### Goal
Copy the lines below verbatim, from the first line through the line containing "<point>296,100</point>", both included.

### Data section

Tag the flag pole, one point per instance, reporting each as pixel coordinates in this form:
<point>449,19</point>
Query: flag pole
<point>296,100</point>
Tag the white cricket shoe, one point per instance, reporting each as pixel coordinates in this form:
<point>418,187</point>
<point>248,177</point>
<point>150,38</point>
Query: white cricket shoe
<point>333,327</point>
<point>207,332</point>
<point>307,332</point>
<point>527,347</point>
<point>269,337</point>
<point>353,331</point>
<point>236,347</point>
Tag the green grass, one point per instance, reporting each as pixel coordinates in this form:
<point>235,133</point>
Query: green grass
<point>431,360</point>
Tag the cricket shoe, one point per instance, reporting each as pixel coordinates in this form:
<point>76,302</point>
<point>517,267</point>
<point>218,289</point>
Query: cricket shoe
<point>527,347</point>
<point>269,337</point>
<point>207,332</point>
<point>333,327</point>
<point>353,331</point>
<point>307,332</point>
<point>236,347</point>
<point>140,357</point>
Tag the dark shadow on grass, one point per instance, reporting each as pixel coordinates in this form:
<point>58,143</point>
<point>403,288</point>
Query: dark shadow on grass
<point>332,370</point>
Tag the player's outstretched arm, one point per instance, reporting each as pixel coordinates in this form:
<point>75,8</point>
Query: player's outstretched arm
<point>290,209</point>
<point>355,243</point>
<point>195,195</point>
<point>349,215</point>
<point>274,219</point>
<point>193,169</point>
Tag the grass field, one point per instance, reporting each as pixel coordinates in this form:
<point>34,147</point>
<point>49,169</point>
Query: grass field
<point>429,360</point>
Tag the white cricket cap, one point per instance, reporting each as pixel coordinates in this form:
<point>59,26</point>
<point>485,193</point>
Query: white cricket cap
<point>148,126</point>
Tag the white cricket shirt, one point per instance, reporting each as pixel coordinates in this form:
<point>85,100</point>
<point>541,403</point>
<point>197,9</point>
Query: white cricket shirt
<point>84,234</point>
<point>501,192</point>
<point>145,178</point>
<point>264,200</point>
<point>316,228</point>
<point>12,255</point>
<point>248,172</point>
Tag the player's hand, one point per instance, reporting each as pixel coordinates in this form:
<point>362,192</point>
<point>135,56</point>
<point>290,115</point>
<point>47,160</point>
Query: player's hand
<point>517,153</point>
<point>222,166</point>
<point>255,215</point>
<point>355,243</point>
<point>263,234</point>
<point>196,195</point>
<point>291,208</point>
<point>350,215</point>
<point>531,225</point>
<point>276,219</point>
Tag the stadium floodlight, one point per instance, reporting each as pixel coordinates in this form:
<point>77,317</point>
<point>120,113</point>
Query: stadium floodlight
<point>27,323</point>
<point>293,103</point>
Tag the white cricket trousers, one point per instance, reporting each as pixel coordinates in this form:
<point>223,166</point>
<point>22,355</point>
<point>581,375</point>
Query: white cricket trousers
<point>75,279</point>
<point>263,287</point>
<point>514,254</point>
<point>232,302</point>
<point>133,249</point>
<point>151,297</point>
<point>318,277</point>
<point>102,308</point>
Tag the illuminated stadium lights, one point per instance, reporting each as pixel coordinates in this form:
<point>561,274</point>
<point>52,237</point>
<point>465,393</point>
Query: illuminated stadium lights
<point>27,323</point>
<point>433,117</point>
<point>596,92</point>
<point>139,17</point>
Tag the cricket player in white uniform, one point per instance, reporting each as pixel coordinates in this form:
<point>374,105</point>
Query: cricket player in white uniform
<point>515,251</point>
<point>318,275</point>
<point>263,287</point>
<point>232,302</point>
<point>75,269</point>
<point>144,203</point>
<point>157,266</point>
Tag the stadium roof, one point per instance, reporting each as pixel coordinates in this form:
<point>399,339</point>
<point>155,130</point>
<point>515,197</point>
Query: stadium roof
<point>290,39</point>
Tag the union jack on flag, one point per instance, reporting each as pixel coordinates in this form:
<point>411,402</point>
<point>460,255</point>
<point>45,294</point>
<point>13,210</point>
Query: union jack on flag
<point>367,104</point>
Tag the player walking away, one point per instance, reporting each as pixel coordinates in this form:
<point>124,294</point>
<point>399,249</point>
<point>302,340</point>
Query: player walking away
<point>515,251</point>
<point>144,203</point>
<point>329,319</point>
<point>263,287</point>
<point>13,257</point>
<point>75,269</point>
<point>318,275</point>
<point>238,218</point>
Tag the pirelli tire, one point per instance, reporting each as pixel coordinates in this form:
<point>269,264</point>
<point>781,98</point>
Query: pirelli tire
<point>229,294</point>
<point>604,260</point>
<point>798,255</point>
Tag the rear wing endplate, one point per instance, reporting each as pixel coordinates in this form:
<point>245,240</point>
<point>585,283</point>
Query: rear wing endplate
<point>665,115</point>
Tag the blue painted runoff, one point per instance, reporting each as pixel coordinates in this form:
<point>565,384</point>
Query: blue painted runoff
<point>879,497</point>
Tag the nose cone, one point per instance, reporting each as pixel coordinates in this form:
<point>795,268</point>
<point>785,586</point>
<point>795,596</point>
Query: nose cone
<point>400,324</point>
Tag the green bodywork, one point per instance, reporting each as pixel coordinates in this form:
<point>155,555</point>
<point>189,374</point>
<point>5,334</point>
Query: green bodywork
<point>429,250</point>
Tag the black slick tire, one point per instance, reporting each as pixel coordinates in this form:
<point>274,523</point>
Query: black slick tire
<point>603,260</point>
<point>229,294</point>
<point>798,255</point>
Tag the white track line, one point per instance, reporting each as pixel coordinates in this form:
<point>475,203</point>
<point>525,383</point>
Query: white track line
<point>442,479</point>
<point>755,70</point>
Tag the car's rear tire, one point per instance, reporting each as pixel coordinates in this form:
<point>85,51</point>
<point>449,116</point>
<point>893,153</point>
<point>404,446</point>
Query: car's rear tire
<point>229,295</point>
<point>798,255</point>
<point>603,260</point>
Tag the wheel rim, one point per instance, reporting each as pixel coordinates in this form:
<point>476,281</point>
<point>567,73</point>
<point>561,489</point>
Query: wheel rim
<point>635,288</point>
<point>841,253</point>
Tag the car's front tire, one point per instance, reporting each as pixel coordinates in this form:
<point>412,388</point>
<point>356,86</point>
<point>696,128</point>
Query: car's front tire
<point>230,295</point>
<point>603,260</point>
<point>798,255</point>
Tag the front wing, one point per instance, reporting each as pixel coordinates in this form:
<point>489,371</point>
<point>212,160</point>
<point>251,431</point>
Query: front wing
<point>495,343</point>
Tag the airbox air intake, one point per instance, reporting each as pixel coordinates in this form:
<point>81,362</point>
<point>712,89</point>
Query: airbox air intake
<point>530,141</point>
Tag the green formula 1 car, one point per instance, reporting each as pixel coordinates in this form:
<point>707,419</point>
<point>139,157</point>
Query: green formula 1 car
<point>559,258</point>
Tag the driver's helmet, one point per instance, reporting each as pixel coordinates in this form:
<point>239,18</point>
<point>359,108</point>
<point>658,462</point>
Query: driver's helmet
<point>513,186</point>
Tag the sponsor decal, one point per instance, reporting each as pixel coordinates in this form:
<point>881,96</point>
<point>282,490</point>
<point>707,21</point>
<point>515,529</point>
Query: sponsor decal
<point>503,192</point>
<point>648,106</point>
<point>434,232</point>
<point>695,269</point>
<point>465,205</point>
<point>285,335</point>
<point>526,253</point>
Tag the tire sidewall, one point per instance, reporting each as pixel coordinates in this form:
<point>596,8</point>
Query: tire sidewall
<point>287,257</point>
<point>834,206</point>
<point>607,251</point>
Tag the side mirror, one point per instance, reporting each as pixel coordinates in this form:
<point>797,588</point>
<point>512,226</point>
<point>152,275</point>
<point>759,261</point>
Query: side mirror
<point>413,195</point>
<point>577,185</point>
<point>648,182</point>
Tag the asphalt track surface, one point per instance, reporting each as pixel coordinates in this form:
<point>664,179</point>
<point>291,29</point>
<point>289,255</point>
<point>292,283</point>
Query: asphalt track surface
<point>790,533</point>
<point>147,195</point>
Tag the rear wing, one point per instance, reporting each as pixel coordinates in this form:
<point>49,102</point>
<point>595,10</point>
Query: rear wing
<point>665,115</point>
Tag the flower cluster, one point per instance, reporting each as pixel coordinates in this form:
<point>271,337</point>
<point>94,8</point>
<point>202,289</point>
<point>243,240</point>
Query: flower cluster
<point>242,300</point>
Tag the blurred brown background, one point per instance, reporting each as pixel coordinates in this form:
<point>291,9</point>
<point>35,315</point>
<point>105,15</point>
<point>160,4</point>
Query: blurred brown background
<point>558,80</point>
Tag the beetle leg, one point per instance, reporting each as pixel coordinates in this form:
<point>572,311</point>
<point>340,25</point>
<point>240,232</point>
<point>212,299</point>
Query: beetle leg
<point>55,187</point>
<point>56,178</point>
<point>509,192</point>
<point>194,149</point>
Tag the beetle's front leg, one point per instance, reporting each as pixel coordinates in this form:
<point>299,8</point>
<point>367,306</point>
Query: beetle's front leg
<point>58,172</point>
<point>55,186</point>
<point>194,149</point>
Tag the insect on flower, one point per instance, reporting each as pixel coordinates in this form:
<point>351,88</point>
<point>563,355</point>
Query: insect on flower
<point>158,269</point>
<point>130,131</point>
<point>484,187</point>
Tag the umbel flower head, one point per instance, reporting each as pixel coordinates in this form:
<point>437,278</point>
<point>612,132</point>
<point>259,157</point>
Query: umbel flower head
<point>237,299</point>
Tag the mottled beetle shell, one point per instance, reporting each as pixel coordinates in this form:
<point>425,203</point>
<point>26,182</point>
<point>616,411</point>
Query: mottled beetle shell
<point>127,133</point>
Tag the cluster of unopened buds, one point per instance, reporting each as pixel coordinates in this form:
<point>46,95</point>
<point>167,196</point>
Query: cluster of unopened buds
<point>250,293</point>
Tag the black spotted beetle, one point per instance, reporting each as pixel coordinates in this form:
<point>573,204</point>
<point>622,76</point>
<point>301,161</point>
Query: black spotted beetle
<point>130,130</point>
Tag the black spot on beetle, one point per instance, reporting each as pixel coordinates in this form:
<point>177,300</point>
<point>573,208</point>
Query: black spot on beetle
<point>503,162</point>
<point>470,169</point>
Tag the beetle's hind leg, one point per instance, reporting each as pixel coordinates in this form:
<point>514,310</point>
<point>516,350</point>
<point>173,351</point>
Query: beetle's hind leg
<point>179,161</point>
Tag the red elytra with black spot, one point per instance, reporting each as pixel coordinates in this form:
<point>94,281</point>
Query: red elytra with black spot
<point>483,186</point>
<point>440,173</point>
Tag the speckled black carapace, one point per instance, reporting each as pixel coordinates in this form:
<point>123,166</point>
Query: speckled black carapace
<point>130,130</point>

### Full solution
Tag the flag pole, one point per instance, reporting each as pixel coordinates in this form:
<point>449,19</point>
Query: flag pole
<point>296,100</point>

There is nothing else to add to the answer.